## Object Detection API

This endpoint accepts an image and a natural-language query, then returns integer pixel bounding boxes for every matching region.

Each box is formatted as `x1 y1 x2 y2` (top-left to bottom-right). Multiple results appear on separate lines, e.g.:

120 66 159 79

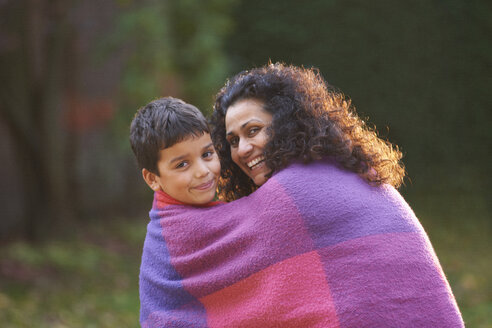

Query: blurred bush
226 0 492 200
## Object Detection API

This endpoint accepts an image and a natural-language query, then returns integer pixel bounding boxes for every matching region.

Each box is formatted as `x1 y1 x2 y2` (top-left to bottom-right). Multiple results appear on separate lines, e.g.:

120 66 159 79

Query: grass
408 190 491 328
0 218 147 328
0 194 490 327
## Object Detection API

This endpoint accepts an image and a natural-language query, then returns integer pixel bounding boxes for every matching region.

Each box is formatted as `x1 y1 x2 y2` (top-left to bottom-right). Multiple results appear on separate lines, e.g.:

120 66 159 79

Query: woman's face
225 99 273 186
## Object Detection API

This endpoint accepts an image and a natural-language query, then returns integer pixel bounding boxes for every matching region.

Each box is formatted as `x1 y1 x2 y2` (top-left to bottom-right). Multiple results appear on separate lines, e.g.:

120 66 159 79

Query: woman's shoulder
269 160 412 215
272 160 363 188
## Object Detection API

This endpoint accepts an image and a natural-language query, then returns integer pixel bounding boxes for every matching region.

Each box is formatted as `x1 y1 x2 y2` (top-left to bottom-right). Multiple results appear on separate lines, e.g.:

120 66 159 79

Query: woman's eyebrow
226 119 262 136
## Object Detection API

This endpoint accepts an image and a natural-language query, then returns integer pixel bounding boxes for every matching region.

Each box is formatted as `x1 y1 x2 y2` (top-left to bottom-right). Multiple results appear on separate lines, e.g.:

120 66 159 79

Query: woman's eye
228 137 239 147
248 127 260 136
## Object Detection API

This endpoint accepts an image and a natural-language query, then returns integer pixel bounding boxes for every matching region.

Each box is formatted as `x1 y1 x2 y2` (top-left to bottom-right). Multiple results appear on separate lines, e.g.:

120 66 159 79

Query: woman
211 63 405 201
207 63 464 326
140 63 463 327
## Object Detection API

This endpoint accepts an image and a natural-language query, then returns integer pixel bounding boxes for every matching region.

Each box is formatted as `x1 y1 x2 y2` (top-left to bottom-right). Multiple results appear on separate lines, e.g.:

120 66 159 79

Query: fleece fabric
139 161 464 328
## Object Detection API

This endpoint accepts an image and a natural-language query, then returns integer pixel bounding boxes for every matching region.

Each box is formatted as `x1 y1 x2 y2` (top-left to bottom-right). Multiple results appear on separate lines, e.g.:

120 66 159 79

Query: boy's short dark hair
130 97 209 175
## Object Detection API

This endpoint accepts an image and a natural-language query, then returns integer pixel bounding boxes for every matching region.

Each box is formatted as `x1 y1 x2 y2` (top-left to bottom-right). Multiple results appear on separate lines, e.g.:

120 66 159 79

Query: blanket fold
139 161 463 328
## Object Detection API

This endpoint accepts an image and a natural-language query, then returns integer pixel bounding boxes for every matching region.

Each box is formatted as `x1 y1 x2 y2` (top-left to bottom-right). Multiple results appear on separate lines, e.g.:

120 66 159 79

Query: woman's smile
247 155 265 169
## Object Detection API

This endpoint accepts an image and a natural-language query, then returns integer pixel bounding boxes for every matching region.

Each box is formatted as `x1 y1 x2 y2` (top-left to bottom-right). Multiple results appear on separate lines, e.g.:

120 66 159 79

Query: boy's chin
188 191 217 205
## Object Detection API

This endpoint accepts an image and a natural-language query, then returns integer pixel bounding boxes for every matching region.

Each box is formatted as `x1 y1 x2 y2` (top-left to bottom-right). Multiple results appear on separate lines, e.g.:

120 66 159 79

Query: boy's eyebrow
226 119 262 136
169 154 188 164
169 143 214 164
202 142 214 150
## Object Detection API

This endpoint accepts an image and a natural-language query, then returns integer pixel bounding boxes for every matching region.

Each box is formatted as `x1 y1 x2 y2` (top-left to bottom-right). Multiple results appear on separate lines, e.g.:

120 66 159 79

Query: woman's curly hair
211 63 405 201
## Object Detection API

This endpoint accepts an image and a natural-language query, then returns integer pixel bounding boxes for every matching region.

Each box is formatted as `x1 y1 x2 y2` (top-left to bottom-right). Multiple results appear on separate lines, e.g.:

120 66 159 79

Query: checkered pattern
139 162 463 327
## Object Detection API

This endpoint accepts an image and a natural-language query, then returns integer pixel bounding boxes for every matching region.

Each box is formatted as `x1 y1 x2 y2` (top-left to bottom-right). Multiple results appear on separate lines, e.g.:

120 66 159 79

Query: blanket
139 161 463 327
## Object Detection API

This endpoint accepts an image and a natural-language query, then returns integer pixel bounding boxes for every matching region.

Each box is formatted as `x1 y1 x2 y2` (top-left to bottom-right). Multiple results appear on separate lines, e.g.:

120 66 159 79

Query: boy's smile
149 133 220 205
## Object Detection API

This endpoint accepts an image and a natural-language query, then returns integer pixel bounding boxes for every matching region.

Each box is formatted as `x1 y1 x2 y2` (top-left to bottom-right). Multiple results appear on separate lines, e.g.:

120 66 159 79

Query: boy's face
144 133 221 205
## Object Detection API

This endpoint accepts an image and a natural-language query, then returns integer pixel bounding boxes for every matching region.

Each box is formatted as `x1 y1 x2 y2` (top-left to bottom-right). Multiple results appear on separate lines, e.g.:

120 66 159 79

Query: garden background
0 0 490 327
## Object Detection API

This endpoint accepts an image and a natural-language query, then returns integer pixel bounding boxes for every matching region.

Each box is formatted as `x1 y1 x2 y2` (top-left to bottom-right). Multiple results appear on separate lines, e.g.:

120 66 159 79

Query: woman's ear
142 168 162 191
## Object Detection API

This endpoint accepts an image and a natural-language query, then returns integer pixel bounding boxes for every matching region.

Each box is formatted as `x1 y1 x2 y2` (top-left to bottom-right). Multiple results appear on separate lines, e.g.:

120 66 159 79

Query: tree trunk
0 0 74 241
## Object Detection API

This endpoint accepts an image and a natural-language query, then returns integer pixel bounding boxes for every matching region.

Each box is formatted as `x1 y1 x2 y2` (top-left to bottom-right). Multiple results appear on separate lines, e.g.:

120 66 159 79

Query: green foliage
226 0 492 193
169 0 238 111
106 0 238 150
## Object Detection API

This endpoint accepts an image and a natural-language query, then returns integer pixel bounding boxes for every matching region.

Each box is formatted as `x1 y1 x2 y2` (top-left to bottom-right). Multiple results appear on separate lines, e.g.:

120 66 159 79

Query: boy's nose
195 161 210 178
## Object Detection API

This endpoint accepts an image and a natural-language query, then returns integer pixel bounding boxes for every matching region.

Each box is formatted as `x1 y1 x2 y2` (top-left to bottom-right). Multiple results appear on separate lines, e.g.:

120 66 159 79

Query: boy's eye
202 150 214 158
176 161 188 169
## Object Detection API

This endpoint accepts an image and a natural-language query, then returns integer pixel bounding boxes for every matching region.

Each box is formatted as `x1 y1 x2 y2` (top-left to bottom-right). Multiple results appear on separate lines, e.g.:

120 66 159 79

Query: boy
129 97 221 326
130 97 220 205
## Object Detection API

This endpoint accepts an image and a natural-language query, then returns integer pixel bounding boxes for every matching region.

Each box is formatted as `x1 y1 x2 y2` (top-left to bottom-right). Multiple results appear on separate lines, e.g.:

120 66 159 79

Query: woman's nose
237 139 253 157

▸ Directions for this task: Can you retype every record above exactly, leaving out the pictures?

▸ Result of this exercise:
## Object Detection API

This endpoint accepts an image and a natural-language query, then returns integer pixel bounding boxes for every matching region.

Each box is formatted as `x1 y1 x2 y2` (top-left to bottom-right). Multiple results appear on separate lines, e.g.:

120 66 159 79


Query: blurred bush
226 0 492 200
## Object Detection API

This endpoint accepts an image and a natural-language query, then returns integer pixel bounding boxes for every matching region.

Each box is formatted as `x1 y1 x2 y2` (top-left to bottom-right). Multiple results appear on separate lines, e.g.:

120 66 159 79

Query: grass
408 190 491 328
0 218 147 328
0 194 490 327
## Object Detection API

This endpoint accepts an image and a natural-language query, then returns integer pixel bounding boxes for every matching region.

Each box is formatted as `x1 y1 x2 y2` (top-left to bottom-right). Multiple results appear on separate lines, e.g.:

120 66 159 79

Query: woman's face
225 99 273 186
## Object Detection API

This endpoint accepts an image and a natural-language query, then returns integer pixel bounding boxes for every matching region.

Each box is formatted as `x1 y1 x2 y2` (top-left to bottom-right). Multiple results appear on separate lines, e.g.:

120 66 159 79

Query: woman's shoulder
269 160 412 215
272 160 363 188
## Object Detection API

This endpoint accepts an image and a natural-language query, then returns integer pixel bounding boxes for every matching region.

Each box is formatted as `x1 y1 x2 y2` (top-left to bottom-right). Multiple results appear on separate lines, e.g.:

120 66 159 79

Query: woman's eyebrow
226 119 262 136
## Object Detection API

This endpoint accepts an image and a natural-language query, then returns integer pixel bounding boxes for every matching region.

Each box is formatted as `x1 y1 x2 y2` (top-left to bottom-right). Multiple results appear on separate lines, e.g.:

120 66 159 79

Query: woman's eye
228 137 239 147
248 127 260 136
## Object Detection API

This endpoint accepts an image and a natural-language query, then returns integer pixel bounding boxes for every matching region.

Each box is formatted as `x1 y1 x2 y2` (top-left to bottom-right). Multiple results appear on separate lines, e.g.:

120 66 159 79

Query: woman
211 63 405 201
207 63 464 326
140 63 463 327
## Object Detection API

This endpoint accepts an image and a natural-language query, then returns integer pixel bounding boxes for every matching region.

Each box is formatted as `x1 y1 x2 y2` (top-left to bottom-right). Multiple results appear on separate lines, e.g.:

120 66 159 79

Query: fleece fabric
139 161 464 328
## Object Detection API

This endpoint accepts an image and a natural-language query, then returns integer pixel bounding boxes for every matching region.

Each box is formatted as `x1 y1 x2 y2` (top-left to bottom-right). Multiple results appear on separate lines, e.g.:

120 66 159 79

Query: boy's short dark hair
130 97 209 175
## Object Detection API

This endpoint accepts an image and a natural-language query, then returns integer pixel bounding boxes for every matching region.

Each box is formatted as `x1 y1 x2 y2` (top-left to bottom-right). Multiple results appear on separate lines, e.g.:

120 66 159 79

Query: blanket fold
139 161 463 328
## Object Detection API

This endpoint accepts an image and a natural-language query, then returns integer pixel bounding boxes for every matching region.

Each box is formatted as `x1 y1 x2 y2` (top-left to bottom-right). Multiple results appear on separate lines, e.g.:

120 66 159 79

Query: woman's smile
247 155 265 169
## Object Detection API

This endpoint accepts an image and a natural-language query, then returns integer pixel bounding boxes for every matching region.

Each box is formatted as `x1 y1 x2 y2` (top-left to bottom-right). Multiple results appear on separate lines, e.g.:

120 66 159 79

Query: boy's chin
188 191 217 205
## Object Detection API

This endpoint accepts an image and a natural-language query, then returns integer pixel bounding boxes for every matching region.

Each box is formatted as `x1 y1 x2 y2` (top-left to bottom-right). Multiple results appear on separate lines, e.g.:

120 66 159 79

Query: boy's eyebrow
226 119 262 136
169 154 188 164
169 143 214 164
202 142 214 150
## Object Detection API

This endpoint accepts an image and a natural-language query, then returns integer pixel bounding boxes for every matching region.

Each box is formatted as `x1 y1 x2 y2` (top-left to bottom-right). Multiple results appear on separate lines, e.g.:

120 66 159 79

Query: woman's curly hair
211 63 405 201
## Object Detection API

This endpoint accepts an image and a natural-language query, then returns integer pixel bounding boxes for every matching region.

Each box is formatted as `x1 y1 x2 y2` (top-left to bottom-right). Multiple results appear on separate lines, e.g.:

120 66 159 79

Query: checkered pattern
139 162 463 327
## Object Detection API

This endpoint accepts an image and a natural-language query, then returns integer pixel bounding boxes for every matching region.

Each box is formatted as `x1 y1 x2 y2` (top-left to bottom-right). Multiple results appear on separate lines, e.g.:

120 66 159 79

Query: blanket
139 161 463 327
## Object Detection API

This endpoint accepts an image and a natural-language query, then returns integer pixel bounding boxes for every matching region.

Each box is formatted as `x1 y1 x2 y2` (top-left to bottom-right). Multiple results appear on separate lines, e.g.:

120 66 159 79

Query: boy's smile
149 133 220 205
## Object Detection API

This endpoint accepts an image and a natural-language query, then returns integer pixel bounding boxes for every matching region.

Each box is formatted as `x1 y1 x2 y2` (top-left to bottom-right). Multiple results appear on separate lines, e.g.:

120 66 159 79

Query: boy's face
144 133 221 205
## Object Detection API

This endpoint accepts an image and a natural-language query, then returns integer pixel bounding boxes for every matching region.

Each box is formatted as `x1 y1 x2 y2` (top-left to bottom-right). Multiple results appear on separate lines, e.g.:

120 66 159 79

Query: garden background
0 0 490 327
## Object Detection API

This endpoint accepts an image and a natural-language query, then returns integer pixel bounding boxes for every matching region.

Each box is formatted as `x1 y1 x2 y2` (top-left to bottom-right). Multiple results appear on separate lines, e.g.:

120 66 159 79

Query: woman's ear
142 168 162 191
## Object Detection API

This endpoint accepts an image and a natural-language query, then returns integer pixel bounding boxes for every matching region.

Each box is formatted as `x1 y1 x2 y2` (top-left to bottom-right). Multiple results appear on separate lines, e.g.:

120 66 159 79

Query: tree trunk
0 0 74 241
## Object Detection API

This endpoint accepts an image and a natural-language query, then returns integer pixel bounding boxes for every matching region.

Each box is formatted as `x1 y1 x2 y2` (top-left to bottom-right). Multiple results appear on separate lines, e.g.:

120 66 159 79

Query: green foliage
226 0 492 193
169 0 238 111
106 0 238 150
## Object Detection API

This endpoint accepts an image and a natural-language query, then returns integer pixel bounding boxes for every matching region.

Each box is formatted as `x1 y1 x2 y2` (top-left to bottom-right). Multiple results appear on separate lines, e.g.:

120 66 159 79

Query: boy's nose
195 161 210 178
## Object Detection API

This endpoint accepts an image and a natural-language query, then returns integer pixel bounding boxes for every matching region.

Each box is formatted as `x1 y1 x2 y2` (top-left to bottom-right). Multiple results appear on separate lines, e.g.:

120 66 159 79

Query: boy's eye
202 150 214 158
176 161 188 169
## Object Detection API

This endpoint accepts an image and a natural-language query, then returns integer pixel bounding boxes for every matching region.

Each box is formatted as `x1 y1 x2 y2` (top-left to bottom-right). Multiple results appear on separate lines, e.g.:

120 66 159 79

Query: boy
129 97 221 326
130 97 220 205
## Object Detection API

This endpoint accepts an image and a natural-language query, then returns integer pixel bounding boxes for every matching region.

Each box is formatted as `x1 y1 x2 y2` (top-left to bottom-right). Multiple results appear on separate lines, e.g.:

120 66 159 79

Query: woman's nose
237 139 253 157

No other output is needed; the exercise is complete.